• **TEXTE FOURNI**:
******
Les nouvelles technologies pour l’enseignement des mathématiques
Intégration des TICE dans l’enseignement des mathématiques

MathémaTICE, première revue en ligne destinée à promouvoir les TICE à travers l’enseignement des mathématiques.

Jongler avec GeoGebra, une passion

Vincent Pantaloni fait partager sa passion pour GeoGebra dans une interview avec Patrick Raffinat où il aborde aussi la théorie mathématique du jonglage.

Article mis en ligne le 10 février 2022
dernière modification le 24 avril 2022

par Vincent Pantaloni, Patrick Raffinat

Vincent Pantaloni, inspecteur d’académie - inspecteur pédagogique régional (IA-IPR) dans l’académie d’Orléans-Tours et ambassadeur GeoGebra, répond à une interview de MathémaTICE réalisée par Patrick Raffinat.

Quand et comment êtes-vous devenu « ambassadeur GeoGebra » ? En quoi cela consiste t-il ?

La création des différents statuts GeoGebra (Follower, Contributor, Ambassador, Institute, Network) est récente, tout est expliqué ici : https://www.geogebra.org/m/nmmmzgzn.

Je suis en contact avec les dirigeants et développeurs de GeoGebra depuis quelques années et comme d’autres utilisateurs de différents pays, je suis parfois invité à des réunions organisées par GeoGebra pour nous présenter les dernières avancées de GeoGebra. J’ai postulé en tant qu’ambassadeur ce qui correspond à peu près à mon activité avec GeoGebra, mais c’est complètement bénévole et sans contrepartie de quelque sorte que ce soit. Mon action en tant qu’ambassadeur consiste essentiellement à partager sur Twitter des créations faites avec GeoGebra et contribuer à proposer des formations.

Vous avez développé de nombreuses ressources GeoGebra pour le plaisir. Quelles sont vos préférées ? Quelles ont été techniquement les plus difficiles à réaliser ?

Pour le plaisir je fais des pavages animés, des représentations de solides, des illustrations de problèmes ou des preuves sans mots. J’aime bien celle-ci qui est une preuve sans mots originale de la formule pour la somme des premiers entiers impairs.

Elle me plait car elle a été l’aboutissement de plusieurs animations classiques en deux dimensions, quand j’ai vu que le repliement des rangées pouvait être vu en 3D sur un tétraèdre j’ai eu le fameux moment « Ah ha ! ». Dans ces animations, outre le plaisir commun à tout loisir créatif, il y a aussi un plaisir de recherche mathématique qui n’est pas forcément visible. Dans celle-ci par exemple, il y a la composition de deux rotations axiales ce qui se voit bien mais il y a aussi la vitesse de rotation n’est pas constante, elle est obtenue par une fonction appropriée qu’il a été amusant à déterminer.
******
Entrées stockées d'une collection
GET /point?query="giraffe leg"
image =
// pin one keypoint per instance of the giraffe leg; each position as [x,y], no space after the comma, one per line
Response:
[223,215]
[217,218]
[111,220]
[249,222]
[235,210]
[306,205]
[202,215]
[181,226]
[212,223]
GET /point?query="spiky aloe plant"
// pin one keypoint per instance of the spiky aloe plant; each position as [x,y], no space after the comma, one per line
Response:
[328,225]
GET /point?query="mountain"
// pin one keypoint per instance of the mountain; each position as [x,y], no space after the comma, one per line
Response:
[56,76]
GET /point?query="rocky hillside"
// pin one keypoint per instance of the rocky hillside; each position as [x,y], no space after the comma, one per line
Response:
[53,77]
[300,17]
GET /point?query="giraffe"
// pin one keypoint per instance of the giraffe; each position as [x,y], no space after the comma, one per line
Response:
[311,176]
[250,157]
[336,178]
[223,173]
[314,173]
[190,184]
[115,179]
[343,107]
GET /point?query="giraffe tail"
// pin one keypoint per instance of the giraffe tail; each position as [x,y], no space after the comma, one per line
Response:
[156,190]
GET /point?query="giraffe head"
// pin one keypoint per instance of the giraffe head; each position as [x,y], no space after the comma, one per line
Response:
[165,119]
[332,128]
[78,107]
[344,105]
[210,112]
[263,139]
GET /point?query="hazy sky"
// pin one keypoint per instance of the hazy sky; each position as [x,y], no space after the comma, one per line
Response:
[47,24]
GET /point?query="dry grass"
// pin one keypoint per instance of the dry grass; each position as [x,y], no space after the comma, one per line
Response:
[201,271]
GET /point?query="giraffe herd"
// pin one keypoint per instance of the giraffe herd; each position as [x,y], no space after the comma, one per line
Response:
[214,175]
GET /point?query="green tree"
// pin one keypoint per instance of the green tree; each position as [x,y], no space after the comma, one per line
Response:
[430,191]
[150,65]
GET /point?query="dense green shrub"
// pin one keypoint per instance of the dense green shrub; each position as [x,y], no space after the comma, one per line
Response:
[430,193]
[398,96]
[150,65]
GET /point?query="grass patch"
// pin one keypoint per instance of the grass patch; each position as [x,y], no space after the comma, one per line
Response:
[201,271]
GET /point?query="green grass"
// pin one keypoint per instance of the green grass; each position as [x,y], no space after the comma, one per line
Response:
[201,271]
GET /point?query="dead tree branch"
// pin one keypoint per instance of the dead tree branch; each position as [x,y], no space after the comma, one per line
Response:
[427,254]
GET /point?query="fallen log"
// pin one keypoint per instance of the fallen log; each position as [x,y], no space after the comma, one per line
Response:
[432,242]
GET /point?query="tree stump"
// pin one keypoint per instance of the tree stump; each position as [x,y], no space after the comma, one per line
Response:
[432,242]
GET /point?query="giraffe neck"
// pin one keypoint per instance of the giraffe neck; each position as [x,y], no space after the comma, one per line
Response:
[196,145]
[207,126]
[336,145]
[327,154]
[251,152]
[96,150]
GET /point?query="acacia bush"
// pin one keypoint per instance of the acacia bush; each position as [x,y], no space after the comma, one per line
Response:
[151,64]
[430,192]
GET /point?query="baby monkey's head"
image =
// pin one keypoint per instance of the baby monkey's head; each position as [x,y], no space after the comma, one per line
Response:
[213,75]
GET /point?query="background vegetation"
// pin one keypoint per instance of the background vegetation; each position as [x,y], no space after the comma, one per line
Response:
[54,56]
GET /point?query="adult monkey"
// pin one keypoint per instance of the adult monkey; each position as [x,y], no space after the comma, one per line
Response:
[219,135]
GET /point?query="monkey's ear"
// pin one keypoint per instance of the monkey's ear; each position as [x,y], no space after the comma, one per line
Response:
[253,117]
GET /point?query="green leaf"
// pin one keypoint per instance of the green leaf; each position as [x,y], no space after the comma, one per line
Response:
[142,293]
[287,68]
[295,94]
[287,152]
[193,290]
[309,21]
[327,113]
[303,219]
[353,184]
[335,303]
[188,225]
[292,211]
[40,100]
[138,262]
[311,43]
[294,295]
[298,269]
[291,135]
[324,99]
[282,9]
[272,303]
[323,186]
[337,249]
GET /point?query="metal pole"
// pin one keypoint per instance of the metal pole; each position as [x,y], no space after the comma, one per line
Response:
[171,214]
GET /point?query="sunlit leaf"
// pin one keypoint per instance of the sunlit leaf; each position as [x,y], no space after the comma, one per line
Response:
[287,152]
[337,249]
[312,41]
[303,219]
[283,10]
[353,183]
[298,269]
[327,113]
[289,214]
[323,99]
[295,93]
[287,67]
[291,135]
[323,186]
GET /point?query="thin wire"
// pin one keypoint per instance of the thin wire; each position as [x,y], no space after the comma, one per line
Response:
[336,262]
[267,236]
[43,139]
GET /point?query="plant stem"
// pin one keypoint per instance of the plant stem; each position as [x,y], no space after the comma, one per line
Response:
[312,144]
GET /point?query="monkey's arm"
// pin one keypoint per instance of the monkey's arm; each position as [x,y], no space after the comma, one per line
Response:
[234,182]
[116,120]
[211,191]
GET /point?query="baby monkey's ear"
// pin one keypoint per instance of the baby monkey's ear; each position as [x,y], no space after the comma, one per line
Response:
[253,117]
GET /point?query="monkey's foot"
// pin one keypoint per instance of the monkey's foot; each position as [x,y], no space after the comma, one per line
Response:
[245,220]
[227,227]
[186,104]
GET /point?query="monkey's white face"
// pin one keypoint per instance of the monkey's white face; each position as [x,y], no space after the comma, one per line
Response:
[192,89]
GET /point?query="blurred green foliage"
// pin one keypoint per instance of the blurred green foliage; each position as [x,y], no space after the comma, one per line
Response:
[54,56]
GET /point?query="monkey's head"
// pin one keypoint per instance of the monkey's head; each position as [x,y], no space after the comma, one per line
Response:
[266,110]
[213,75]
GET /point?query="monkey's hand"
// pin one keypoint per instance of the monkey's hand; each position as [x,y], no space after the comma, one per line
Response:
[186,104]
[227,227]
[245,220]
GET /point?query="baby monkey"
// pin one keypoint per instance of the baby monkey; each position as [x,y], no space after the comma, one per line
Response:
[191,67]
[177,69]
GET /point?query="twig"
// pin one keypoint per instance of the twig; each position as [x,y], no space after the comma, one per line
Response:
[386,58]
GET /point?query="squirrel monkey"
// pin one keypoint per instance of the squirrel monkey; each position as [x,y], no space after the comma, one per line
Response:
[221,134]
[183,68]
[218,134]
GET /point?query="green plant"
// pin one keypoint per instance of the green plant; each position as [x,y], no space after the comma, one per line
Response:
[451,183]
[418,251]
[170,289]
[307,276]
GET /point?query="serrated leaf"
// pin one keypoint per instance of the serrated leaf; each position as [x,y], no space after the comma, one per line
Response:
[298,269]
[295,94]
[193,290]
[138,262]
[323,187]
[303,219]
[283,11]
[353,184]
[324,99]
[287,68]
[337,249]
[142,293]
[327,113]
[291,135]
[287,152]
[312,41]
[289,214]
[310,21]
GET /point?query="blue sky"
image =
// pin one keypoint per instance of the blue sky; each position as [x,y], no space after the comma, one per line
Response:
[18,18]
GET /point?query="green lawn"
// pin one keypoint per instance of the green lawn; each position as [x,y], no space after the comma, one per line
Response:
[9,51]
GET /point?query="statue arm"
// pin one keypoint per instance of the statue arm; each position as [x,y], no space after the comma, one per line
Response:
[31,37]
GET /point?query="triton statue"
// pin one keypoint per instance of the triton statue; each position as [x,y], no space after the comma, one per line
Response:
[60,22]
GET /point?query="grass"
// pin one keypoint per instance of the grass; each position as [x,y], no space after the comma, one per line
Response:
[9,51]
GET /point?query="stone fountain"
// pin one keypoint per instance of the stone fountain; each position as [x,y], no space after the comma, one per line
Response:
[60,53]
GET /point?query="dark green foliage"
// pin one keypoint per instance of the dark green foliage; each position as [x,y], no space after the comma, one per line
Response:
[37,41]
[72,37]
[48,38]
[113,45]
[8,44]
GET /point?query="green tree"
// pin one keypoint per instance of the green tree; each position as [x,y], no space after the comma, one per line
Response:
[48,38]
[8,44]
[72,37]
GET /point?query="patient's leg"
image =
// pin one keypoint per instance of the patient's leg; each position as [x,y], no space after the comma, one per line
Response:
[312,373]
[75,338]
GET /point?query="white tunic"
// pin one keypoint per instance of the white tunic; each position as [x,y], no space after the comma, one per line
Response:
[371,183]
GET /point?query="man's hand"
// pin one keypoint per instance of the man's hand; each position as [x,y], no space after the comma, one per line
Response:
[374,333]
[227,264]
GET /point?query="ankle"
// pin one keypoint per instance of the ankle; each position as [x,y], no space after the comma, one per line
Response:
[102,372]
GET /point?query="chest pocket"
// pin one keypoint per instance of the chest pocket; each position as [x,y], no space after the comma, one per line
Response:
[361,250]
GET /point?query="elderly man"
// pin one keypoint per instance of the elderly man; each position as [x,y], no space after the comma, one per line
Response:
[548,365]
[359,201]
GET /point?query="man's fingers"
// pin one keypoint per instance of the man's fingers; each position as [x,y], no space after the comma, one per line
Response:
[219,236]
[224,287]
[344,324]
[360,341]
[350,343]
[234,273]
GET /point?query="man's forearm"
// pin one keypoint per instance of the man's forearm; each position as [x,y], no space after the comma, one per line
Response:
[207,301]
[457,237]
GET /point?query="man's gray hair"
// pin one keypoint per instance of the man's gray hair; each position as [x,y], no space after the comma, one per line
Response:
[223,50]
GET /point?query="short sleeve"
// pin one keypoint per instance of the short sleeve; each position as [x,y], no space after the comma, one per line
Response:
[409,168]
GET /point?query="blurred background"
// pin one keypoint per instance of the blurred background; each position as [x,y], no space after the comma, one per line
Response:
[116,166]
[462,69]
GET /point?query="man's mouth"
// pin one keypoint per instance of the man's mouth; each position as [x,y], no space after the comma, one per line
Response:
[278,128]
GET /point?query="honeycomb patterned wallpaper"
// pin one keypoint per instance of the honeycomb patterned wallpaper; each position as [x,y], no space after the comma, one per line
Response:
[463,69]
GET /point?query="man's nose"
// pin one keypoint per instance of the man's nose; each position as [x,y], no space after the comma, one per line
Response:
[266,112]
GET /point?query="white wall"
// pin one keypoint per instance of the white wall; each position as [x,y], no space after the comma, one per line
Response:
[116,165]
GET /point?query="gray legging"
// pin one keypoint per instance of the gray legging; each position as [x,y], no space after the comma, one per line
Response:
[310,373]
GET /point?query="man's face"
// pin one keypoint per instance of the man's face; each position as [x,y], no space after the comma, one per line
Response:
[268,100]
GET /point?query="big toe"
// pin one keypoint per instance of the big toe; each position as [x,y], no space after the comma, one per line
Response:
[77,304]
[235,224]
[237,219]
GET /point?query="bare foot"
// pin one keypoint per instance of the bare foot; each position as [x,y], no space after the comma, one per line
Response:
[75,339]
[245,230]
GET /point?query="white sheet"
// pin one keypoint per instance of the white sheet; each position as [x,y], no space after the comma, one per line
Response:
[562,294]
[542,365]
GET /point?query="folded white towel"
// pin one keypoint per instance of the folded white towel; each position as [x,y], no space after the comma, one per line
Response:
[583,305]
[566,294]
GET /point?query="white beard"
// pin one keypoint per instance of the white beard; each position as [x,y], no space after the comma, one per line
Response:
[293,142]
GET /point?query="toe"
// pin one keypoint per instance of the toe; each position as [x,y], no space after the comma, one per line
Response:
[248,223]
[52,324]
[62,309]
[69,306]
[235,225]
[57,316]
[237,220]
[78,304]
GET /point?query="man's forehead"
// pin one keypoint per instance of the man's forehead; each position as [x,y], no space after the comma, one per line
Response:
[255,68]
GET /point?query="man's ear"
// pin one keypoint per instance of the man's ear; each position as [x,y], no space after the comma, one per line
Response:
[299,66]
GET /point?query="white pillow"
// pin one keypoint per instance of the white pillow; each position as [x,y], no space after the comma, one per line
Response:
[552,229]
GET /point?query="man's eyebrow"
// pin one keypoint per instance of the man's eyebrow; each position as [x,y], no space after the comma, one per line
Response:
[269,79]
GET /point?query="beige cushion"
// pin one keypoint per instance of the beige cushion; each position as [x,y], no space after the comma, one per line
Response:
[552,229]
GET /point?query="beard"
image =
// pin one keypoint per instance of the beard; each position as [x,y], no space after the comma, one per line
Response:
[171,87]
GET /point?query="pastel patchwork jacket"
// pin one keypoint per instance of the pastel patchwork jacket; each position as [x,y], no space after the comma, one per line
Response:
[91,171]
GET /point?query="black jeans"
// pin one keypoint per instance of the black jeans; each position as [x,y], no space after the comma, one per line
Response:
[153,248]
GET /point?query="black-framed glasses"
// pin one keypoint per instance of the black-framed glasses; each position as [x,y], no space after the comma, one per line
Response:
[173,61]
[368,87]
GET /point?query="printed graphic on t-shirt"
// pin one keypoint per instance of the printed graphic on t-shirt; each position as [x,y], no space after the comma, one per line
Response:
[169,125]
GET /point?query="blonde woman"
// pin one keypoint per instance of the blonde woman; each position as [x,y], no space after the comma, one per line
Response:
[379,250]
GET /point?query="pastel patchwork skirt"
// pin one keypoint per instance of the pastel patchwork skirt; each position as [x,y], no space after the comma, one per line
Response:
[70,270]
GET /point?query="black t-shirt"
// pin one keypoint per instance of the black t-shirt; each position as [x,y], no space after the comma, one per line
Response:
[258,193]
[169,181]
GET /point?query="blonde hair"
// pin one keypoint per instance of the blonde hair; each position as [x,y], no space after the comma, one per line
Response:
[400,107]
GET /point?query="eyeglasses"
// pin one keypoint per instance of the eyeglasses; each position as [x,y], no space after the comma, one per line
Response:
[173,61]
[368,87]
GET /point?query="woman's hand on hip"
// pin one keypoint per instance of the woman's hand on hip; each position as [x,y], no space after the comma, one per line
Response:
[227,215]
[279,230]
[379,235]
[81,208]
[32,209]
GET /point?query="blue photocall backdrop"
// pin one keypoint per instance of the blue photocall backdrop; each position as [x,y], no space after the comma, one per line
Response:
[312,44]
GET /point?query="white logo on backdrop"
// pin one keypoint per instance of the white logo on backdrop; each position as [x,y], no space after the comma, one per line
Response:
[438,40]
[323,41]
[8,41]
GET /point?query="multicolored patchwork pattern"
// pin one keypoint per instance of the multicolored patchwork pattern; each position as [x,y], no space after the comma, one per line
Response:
******
• **OBJECTIFS**:
1) Pouvez-vous reproduire à l'identique tout ce qui va de « MathémaTICE, première revue » jusqu'à « cela consiste t-il ? » dans l'interview sur GeoGebra ?
2) Quelles lignes des enregistrements contiennent le mot « legging » ? Sélectionnez-les toutes et recopiez-les.

• **RÉPONSES FOURNIES**:
1)
MathémaTICE, première revue en ligne destinée à promouvoir les TICE à travers l’enseignement des mathématiques.

Jongler avec GeoGebra, une passion

Vincent Pantaloni fait partager sa passion pour GeoGebra dans une interview avec Patrick Raffinat où il aborde aussi la théorie mathématique du jonglage.

Article mis en ligne le 10 février 2022
dernière modification le 24 avril 2022

par Vincent Pantaloni, Patrick Raffinat

Vincent Pantaloni, inspecteur d’académie - inspecteur pédagogique régional (IA-IPR) dans l’académie d’Orléans-Tours et ambassadeur GeoGebra, répond à une interview de MathémaTICE réalisée par Patrick Raffinat.

Quand et comment êtes-vous devenu « ambassadeur GeoGebra » ? En quoi cela consiste t-il ?

2)
GET /point?query="gray legging"
// pin one keypoint per instance of the gray legging; each position as [x,y], no space after the comma, one per line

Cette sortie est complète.